> [Challenge]: Copy out every one of the lines below word for word, leaving nothing out and changing nothing.

(Lines from a data collection)
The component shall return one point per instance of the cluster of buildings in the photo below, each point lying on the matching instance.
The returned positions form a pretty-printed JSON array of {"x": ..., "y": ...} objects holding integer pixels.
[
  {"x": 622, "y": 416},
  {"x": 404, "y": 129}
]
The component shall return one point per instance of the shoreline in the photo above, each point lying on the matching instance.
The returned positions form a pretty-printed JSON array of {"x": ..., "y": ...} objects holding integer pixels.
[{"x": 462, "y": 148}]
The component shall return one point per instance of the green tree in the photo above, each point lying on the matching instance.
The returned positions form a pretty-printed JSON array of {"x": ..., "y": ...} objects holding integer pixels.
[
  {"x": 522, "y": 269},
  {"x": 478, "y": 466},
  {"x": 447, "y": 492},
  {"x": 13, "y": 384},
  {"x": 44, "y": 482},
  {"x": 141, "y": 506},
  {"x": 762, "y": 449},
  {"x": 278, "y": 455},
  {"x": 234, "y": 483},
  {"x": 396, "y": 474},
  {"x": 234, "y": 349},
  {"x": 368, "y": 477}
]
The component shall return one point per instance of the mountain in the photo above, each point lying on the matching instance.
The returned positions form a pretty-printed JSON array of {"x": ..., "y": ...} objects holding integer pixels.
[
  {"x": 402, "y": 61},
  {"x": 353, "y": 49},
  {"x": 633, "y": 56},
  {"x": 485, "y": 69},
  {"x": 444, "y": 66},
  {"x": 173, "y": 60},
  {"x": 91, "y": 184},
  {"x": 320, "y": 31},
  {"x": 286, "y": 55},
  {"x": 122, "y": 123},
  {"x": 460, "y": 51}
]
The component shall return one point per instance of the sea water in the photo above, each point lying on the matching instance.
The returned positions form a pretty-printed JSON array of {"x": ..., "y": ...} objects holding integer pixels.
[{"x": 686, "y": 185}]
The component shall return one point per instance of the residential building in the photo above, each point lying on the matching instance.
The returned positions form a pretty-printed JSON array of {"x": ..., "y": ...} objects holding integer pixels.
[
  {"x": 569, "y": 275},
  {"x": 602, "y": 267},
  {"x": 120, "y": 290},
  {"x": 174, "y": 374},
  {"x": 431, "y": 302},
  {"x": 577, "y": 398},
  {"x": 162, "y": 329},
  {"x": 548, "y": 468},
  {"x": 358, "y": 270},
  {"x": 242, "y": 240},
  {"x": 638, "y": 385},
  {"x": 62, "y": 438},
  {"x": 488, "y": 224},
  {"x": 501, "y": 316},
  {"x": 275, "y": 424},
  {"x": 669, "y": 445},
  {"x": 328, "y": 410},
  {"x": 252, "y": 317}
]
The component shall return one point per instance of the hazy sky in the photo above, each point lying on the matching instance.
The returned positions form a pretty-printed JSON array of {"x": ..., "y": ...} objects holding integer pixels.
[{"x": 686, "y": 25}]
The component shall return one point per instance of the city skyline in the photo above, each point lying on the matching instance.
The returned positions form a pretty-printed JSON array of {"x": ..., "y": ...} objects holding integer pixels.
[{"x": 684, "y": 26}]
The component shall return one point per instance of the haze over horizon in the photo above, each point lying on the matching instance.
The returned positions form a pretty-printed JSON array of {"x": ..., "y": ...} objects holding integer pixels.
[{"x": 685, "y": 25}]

> [Result]:
The component shall return one point per instance of the cluster of buildings in the photo below, each point lying on the matching instance.
The returned positions form a pretty-printed JSON array of {"x": ..., "y": ...} objects holding integer pixels.
[
  {"x": 622, "y": 416},
  {"x": 404, "y": 129}
]
The component shall return one point per instance of the shoreline in the photo above, each point lying on the matching instance.
The returned positions form a pretty-printed JSON array of {"x": ..., "y": ...} objects holding integer pixels.
[{"x": 462, "y": 148}]
The component shall return one point per instance of the green tree in the photo above, each point lying on the matching instance.
The returned positions form a pretty-printed JSON array of {"x": ..., "y": ...} objects holding integer pixels.
[
  {"x": 522, "y": 269},
  {"x": 478, "y": 466},
  {"x": 447, "y": 492},
  {"x": 13, "y": 384},
  {"x": 44, "y": 482},
  {"x": 141, "y": 506},
  {"x": 762, "y": 449},
  {"x": 278, "y": 455},
  {"x": 234, "y": 483},
  {"x": 396, "y": 474},
  {"x": 234, "y": 349},
  {"x": 368, "y": 477}
]
The component shall return one point per instance of the mountain in the photo above, each point lying on the matching instance.
The returned positions form a pretty-printed JSON array of {"x": ..., "y": ...} objects holding integer pixels.
[
  {"x": 402, "y": 61},
  {"x": 353, "y": 49},
  {"x": 633, "y": 56},
  {"x": 485, "y": 69},
  {"x": 444, "y": 66},
  {"x": 173, "y": 60},
  {"x": 91, "y": 184},
  {"x": 320, "y": 31},
  {"x": 286, "y": 55},
  {"x": 122, "y": 123},
  {"x": 460, "y": 51}
]
The component shall return one point per instance of the sea water in the photo above, each point lying on the matching instance.
The returned positions form a pretty-printed JSON array of {"x": ..., "y": ...} objects holding integer pixels.
[{"x": 686, "y": 185}]
The component shall return one point per instance of the residential building in the photo above, each point lying on the matching instance.
The returned positions form a pretty-printed JSON array of {"x": ..., "y": ...} objects holding integer pixels.
[
  {"x": 569, "y": 275},
  {"x": 602, "y": 267},
  {"x": 120, "y": 290},
  {"x": 174, "y": 374},
  {"x": 431, "y": 302},
  {"x": 577, "y": 398},
  {"x": 162, "y": 329},
  {"x": 548, "y": 468},
  {"x": 358, "y": 270},
  {"x": 242, "y": 240},
  {"x": 638, "y": 385},
  {"x": 62, "y": 438},
  {"x": 488, "y": 224},
  {"x": 501, "y": 316},
  {"x": 275, "y": 424},
  {"x": 669, "y": 445},
  {"x": 328, "y": 410},
  {"x": 252, "y": 317}
]
The component shall return one point per instance of the hazy sky in the photo above, each point lying on the matching instance.
The returned positions form a pretty-printed JSON array of {"x": ..., "y": ...} objects holding integer pixels.
[{"x": 686, "y": 25}]
The component shall return one point per instance of the city skyline in the photo above, each point lying on the matching instance.
The returned positions form a pretty-printed JSON array of {"x": ..., "y": ...} objects holding integer pixels.
[{"x": 684, "y": 26}]
The component shall return one point per instance of the haze over horizon in the photo above, each point lying on the matching instance.
The returned positions form a pretty-printed JSON array of {"x": ..., "y": ...} objects holding integer pixels.
[{"x": 685, "y": 25}]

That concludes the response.